## [Prompt]
Your answer should be the line containing "drop a point: the bamboo serving board" and each line after it through the end of the data below, repeated exactly.

Stored items from a collection
· · · ·
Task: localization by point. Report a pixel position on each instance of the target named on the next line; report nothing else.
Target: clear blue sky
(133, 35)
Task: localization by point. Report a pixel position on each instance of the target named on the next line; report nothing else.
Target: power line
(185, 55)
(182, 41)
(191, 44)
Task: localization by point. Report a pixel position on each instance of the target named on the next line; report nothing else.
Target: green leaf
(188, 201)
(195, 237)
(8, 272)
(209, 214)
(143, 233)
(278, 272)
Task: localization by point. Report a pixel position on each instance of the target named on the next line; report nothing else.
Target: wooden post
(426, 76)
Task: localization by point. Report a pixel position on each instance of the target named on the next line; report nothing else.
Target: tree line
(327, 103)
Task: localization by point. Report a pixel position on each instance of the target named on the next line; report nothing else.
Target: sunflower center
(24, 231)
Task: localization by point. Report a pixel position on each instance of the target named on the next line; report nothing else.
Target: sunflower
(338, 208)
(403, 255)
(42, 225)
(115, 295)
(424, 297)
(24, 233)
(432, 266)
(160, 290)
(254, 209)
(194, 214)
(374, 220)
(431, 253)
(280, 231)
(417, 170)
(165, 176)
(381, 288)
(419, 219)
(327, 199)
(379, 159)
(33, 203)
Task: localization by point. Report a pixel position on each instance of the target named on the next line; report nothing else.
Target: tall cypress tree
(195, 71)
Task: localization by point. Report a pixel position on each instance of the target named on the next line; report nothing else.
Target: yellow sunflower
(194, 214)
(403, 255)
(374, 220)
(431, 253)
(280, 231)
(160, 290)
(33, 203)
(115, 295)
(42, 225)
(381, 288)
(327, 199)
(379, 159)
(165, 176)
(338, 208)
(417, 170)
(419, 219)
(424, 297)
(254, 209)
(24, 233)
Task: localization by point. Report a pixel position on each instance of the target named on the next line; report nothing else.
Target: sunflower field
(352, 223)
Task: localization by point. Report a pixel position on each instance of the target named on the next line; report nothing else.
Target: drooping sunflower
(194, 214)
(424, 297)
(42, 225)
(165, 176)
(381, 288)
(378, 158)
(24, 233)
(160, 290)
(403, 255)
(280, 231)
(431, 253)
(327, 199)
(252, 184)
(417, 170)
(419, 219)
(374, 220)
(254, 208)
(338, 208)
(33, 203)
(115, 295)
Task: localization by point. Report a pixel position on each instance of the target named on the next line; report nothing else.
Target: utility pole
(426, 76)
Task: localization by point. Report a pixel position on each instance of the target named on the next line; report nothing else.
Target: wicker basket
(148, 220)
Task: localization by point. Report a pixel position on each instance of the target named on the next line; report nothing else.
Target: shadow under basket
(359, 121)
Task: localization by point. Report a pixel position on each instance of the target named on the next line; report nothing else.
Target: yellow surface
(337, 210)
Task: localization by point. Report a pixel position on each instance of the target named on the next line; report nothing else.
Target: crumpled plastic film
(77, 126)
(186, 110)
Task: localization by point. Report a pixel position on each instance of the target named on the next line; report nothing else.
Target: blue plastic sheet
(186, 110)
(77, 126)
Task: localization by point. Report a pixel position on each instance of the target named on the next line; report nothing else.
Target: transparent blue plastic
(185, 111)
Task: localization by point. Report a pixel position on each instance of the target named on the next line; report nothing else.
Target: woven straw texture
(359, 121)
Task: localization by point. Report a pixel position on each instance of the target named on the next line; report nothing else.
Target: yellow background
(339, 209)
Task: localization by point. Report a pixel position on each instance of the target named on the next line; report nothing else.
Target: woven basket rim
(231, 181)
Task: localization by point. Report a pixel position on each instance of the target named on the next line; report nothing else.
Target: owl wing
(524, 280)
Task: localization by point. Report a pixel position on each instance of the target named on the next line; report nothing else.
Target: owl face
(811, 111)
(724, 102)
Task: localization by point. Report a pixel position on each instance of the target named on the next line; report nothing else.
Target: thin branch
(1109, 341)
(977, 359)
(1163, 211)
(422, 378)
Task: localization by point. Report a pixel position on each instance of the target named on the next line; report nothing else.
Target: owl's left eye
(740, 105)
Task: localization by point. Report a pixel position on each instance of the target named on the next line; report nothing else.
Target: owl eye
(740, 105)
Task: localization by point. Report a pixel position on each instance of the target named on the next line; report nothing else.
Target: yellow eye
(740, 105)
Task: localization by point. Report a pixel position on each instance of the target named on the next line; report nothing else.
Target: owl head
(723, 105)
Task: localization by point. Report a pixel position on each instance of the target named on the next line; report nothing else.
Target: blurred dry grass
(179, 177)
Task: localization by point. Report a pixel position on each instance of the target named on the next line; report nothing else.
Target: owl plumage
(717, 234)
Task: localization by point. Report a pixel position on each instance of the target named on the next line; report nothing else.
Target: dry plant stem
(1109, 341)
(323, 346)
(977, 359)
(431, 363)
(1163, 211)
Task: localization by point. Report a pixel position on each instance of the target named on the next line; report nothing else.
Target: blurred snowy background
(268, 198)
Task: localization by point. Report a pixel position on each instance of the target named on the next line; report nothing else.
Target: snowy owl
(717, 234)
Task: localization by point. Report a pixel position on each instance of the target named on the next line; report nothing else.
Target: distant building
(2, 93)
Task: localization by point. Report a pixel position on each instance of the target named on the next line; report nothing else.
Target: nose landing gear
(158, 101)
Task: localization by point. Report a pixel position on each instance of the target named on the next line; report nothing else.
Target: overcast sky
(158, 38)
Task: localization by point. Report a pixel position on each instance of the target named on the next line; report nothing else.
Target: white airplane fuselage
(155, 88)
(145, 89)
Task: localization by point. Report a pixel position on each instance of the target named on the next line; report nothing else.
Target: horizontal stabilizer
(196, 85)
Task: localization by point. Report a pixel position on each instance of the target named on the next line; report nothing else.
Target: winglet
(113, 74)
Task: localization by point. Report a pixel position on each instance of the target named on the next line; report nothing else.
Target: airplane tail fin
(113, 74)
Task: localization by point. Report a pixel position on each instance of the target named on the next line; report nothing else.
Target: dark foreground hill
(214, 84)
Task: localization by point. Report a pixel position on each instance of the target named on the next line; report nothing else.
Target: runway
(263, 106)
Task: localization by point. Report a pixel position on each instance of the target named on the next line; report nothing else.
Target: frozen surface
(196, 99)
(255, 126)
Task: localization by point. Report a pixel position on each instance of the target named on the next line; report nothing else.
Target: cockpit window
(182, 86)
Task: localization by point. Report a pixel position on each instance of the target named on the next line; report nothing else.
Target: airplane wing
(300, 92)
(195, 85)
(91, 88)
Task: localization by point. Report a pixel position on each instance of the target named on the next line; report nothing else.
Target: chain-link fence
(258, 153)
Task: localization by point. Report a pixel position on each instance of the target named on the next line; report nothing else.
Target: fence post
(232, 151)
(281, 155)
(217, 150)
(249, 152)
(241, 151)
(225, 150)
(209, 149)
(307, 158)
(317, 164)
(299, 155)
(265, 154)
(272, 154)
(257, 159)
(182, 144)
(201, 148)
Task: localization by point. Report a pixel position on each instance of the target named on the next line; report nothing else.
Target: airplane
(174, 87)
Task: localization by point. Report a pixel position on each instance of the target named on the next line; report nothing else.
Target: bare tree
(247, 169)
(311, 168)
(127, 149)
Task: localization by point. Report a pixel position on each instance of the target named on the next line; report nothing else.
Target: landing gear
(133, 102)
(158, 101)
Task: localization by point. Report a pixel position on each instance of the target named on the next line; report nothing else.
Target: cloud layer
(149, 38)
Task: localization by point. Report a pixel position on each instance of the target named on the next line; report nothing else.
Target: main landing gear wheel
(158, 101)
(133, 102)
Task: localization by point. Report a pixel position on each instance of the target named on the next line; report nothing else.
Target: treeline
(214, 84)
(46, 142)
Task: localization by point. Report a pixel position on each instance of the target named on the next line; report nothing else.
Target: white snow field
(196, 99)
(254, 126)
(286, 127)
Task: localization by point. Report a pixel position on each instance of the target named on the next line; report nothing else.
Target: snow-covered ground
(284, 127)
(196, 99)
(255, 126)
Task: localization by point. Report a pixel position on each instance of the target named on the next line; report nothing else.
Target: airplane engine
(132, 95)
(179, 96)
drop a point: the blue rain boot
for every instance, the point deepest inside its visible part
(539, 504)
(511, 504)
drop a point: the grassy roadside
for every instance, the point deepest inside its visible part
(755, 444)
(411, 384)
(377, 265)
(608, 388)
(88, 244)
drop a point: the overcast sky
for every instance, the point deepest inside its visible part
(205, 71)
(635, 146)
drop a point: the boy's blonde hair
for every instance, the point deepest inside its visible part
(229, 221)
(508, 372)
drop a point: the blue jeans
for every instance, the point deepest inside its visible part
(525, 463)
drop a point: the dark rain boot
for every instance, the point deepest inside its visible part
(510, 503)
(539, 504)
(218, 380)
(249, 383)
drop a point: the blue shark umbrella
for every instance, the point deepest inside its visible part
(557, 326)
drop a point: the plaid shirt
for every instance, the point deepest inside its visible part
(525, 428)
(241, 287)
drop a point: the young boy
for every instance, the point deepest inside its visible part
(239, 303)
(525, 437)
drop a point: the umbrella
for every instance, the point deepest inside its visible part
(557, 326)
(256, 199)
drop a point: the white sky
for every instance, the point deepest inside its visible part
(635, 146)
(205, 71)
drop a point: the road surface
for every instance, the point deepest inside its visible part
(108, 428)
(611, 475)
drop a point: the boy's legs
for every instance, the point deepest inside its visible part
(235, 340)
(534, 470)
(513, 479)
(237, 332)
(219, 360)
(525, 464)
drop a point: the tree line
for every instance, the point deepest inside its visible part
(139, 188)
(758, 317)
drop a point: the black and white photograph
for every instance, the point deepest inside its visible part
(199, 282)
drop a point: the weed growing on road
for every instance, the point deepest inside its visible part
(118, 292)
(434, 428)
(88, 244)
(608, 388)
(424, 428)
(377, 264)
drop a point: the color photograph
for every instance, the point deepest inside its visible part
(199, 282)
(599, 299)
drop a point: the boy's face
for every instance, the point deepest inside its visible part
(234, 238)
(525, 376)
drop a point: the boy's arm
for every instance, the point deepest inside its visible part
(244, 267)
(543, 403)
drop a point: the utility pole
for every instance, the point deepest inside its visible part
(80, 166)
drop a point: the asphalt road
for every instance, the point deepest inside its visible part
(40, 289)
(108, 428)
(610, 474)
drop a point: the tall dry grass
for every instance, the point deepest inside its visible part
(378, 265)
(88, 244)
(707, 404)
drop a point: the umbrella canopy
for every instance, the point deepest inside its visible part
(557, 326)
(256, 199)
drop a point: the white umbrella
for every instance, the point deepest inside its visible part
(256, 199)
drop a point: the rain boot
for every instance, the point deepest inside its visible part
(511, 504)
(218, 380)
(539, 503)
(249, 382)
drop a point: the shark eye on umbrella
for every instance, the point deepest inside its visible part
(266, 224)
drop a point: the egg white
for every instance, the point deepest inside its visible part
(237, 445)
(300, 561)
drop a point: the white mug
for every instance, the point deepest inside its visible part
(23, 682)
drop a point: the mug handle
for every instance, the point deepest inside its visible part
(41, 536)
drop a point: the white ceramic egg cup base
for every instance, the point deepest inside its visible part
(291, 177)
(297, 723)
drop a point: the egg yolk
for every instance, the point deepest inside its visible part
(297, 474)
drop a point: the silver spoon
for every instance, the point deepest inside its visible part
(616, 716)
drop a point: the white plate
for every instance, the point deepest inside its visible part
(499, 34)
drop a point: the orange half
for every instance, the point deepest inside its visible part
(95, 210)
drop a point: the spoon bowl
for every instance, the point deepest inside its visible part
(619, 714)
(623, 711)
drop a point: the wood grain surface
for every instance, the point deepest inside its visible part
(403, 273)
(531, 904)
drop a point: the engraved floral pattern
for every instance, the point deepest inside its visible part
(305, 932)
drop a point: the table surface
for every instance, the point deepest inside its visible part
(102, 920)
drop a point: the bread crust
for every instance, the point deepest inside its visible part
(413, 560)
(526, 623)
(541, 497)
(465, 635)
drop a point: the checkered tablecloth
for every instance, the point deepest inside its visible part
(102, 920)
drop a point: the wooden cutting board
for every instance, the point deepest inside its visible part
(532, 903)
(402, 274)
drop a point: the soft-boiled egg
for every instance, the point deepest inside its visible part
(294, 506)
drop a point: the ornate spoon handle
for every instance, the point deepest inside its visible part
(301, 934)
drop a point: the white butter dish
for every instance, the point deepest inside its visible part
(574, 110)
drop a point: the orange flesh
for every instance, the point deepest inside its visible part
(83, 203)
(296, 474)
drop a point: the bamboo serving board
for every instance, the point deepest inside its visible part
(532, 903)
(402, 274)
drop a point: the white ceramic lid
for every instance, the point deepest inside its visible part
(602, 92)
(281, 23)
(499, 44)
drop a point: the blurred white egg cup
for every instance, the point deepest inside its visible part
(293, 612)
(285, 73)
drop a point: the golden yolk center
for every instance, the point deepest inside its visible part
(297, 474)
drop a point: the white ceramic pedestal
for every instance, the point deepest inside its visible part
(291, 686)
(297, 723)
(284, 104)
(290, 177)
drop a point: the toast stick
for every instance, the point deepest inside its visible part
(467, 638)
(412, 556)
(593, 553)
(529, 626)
· · · ·
## [Result of this task]
drop a point: the bamboo serving board
for every instance, the point deepest inside its visible part
(532, 903)
(402, 274)
drop a point: the white ceramic lid
for every instance, the point deepest inside its visible part
(602, 92)
(281, 23)
(499, 44)
drop a point: the blurred white egg cup
for every instance, the point deepest inside its visible part
(293, 612)
(285, 73)
drop a point: the golden yolk center
for every instance, the point deepest inside its visible part
(297, 474)
drop a point: the white ceramic pedestal
for every instance, the point deepest inside its visible part
(291, 686)
(297, 723)
(284, 104)
(290, 177)
drop a point: the toast stick
for every instance, the point deepest inside its visible part
(467, 638)
(412, 556)
(593, 553)
(529, 626)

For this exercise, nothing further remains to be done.